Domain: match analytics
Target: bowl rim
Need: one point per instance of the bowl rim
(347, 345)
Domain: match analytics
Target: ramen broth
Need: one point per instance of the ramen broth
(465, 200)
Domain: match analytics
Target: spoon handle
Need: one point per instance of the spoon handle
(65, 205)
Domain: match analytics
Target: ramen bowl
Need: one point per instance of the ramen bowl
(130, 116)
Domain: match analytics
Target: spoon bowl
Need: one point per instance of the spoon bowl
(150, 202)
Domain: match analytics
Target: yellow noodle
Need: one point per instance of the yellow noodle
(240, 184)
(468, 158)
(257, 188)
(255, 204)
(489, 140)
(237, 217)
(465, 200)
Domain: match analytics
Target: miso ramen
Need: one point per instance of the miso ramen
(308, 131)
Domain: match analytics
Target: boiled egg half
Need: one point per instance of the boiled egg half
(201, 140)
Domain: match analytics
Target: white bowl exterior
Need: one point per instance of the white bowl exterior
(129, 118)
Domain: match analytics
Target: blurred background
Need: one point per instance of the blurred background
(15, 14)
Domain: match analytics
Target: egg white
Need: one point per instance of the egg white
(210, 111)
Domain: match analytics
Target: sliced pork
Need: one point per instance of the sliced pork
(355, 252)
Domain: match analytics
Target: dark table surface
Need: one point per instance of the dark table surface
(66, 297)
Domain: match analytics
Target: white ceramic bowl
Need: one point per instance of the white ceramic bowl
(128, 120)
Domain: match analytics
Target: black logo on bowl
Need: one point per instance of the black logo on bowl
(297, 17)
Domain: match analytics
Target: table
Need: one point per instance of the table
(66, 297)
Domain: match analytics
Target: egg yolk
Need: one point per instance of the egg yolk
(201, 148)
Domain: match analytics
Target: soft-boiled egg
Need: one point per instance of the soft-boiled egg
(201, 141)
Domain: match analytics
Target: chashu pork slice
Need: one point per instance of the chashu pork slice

==================================================

EXERCISE DESCRIPTION: Report how many lines of the material above contain the word "dark". Give only the number.

THE ANSWER: 2